— start of RECORDED INFORMATION —

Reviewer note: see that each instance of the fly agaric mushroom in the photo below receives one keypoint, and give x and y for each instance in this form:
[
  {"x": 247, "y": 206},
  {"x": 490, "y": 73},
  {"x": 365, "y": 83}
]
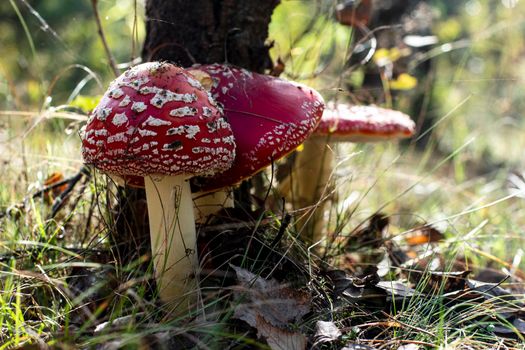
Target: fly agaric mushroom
[
  {"x": 314, "y": 164},
  {"x": 157, "y": 121},
  {"x": 270, "y": 117}
]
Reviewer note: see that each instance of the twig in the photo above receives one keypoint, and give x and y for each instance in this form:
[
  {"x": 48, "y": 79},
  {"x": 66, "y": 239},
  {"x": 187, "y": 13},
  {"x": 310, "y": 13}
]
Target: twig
[
  {"x": 234, "y": 226},
  {"x": 103, "y": 38},
  {"x": 60, "y": 200}
]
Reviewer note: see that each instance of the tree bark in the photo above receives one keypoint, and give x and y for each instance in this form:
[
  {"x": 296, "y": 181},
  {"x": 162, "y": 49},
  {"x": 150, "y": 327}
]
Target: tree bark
[{"x": 208, "y": 31}]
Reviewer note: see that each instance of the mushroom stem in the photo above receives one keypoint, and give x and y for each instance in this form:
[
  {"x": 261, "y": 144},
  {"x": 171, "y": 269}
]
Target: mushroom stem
[
  {"x": 210, "y": 203},
  {"x": 173, "y": 239},
  {"x": 312, "y": 170}
]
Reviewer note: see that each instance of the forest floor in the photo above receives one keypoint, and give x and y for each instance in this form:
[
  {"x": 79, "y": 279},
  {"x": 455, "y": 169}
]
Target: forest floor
[{"x": 413, "y": 261}]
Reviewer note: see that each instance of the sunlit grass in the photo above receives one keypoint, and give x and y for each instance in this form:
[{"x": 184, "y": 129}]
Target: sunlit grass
[{"x": 459, "y": 183}]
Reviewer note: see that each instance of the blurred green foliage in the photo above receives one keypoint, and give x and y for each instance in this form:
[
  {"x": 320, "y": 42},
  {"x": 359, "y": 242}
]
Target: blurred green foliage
[
  {"x": 61, "y": 44},
  {"x": 476, "y": 76}
]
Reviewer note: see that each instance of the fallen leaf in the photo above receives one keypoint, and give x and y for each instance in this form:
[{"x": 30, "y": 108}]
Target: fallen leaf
[
  {"x": 270, "y": 308},
  {"x": 326, "y": 332},
  {"x": 423, "y": 235}
]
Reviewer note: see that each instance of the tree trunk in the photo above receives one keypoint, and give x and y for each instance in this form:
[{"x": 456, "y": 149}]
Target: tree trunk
[
  {"x": 208, "y": 31},
  {"x": 187, "y": 32}
]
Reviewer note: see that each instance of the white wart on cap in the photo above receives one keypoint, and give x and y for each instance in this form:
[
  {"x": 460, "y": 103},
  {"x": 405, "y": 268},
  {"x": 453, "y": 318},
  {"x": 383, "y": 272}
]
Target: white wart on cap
[{"x": 157, "y": 119}]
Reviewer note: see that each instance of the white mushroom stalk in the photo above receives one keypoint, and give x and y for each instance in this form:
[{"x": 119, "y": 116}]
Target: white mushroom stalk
[
  {"x": 157, "y": 122},
  {"x": 314, "y": 165},
  {"x": 173, "y": 237}
]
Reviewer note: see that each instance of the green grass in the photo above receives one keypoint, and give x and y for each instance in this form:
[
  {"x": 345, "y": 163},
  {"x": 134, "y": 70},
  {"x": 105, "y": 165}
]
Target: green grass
[{"x": 459, "y": 183}]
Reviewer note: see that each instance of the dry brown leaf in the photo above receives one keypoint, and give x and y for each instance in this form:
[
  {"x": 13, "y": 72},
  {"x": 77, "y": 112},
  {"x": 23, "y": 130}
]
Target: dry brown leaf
[
  {"x": 423, "y": 235},
  {"x": 271, "y": 308}
]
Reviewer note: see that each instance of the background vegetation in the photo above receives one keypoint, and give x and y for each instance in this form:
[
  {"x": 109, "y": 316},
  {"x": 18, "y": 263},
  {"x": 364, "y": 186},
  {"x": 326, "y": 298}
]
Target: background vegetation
[{"x": 463, "y": 172}]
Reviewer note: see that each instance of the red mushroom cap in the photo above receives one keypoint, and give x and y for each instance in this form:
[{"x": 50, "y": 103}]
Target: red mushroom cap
[
  {"x": 364, "y": 123},
  {"x": 157, "y": 119},
  {"x": 269, "y": 117}
]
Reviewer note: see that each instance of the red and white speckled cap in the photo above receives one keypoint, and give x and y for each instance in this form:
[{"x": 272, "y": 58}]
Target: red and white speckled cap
[
  {"x": 269, "y": 117},
  {"x": 156, "y": 118},
  {"x": 364, "y": 123}
]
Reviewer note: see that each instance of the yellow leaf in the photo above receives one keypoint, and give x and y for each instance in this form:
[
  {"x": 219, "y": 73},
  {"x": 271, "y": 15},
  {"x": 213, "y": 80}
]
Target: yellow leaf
[{"x": 403, "y": 82}]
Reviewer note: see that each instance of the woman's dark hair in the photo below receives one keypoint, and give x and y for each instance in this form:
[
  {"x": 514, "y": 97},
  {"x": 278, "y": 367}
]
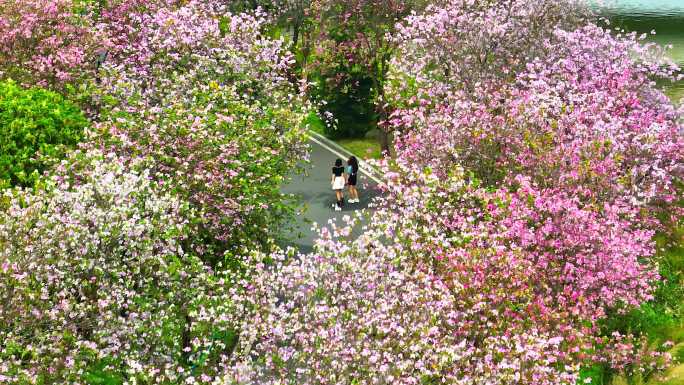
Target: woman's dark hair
[{"x": 354, "y": 163}]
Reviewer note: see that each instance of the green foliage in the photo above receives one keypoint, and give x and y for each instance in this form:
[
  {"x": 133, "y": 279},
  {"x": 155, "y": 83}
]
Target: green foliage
[
  {"x": 37, "y": 126},
  {"x": 363, "y": 147},
  {"x": 350, "y": 101}
]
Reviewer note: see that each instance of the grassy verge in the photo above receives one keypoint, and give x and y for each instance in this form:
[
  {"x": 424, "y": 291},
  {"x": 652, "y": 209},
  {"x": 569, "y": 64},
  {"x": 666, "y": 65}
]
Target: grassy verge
[{"x": 366, "y": 148}]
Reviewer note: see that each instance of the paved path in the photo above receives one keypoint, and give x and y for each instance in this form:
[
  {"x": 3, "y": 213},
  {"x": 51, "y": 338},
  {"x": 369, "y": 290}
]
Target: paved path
[{"x": 313, "y": 190}]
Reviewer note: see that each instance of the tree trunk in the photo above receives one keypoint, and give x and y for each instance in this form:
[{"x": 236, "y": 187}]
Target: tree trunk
[{"x": 384, "y": 141}]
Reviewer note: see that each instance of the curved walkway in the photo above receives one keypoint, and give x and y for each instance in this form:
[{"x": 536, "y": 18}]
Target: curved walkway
[{"x": 314, "y": 192}]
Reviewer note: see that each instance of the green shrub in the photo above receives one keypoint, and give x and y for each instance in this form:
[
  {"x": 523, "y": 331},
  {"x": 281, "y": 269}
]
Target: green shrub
[
  {"x": 36, "y": 126},
  {"x": 349, "y": 100}
]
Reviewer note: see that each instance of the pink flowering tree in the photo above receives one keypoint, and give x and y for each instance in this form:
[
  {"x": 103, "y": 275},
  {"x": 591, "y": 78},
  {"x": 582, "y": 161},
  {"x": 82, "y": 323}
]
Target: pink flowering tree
[
  {"x": 585, "y": 119},
  {"x": 47, "y": 43},
  {"x": 96, "y": 284},
  {"x": 204, "y": 93},
  {"x": 448, "y": 282}
]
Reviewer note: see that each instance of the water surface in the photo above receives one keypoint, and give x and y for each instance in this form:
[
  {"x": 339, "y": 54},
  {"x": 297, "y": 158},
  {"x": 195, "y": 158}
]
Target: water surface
[{"x": 666, "y": 17}]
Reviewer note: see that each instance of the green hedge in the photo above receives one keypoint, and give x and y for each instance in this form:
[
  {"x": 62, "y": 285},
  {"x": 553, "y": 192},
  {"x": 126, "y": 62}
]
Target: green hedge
[{"x": 36, "y": 126}]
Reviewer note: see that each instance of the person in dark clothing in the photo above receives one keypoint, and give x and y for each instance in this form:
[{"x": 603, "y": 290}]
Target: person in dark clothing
[
  {"x": 338, "y": 181},
  {"x": 352, "y": 171}
]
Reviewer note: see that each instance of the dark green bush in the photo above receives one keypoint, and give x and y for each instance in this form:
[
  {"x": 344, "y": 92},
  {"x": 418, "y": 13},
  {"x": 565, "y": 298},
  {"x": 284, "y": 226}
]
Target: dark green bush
[
  {"x": 349, "y": 100},
  {"x": 36, "y": 126}
]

— end of RECORDED INFORMATION —

- **AIM**: The required output is the span of lines from the one containing "Reviewer note: see that each instance of the green hedge" to the last line, reproduced character for character.

- **WRITTEN REPLY**:
Reviewer note: see that each instance of the green hedge in the photo above receives one keypoint, and give x and y for each instance in this form:
[
  {"x": 62, "y": 285},
  {"x": 553, "y": 192},
  {"x": 126, "y": 62}
]
Target: green hedge
[{"x": 36, "y": 126}]
Reviewer note: see that each instance of the person in dark clothing in the photo above receives one keypoint, and give x and y for each instance in this form:
[{"x": 603, "y": 290}]
Target: person in dark clothing
[
  {"x": 338, "y": 181},
  {"x": 352, "y": 171}
]
Reviewer note: see that each instance of the dark green bush in the photo above receives one keypoint, and give x and y for each instance in this form:
[
  {"x": 344, "y": 92},
  {"x": 418, "y": 13},
  {"x": 565, "y": 298},
  {"x": 284, "y": 226}
]
Target: dark green bush
[
  {"x": 349, "y": 100},
  {"x": 36, "y": 126}
]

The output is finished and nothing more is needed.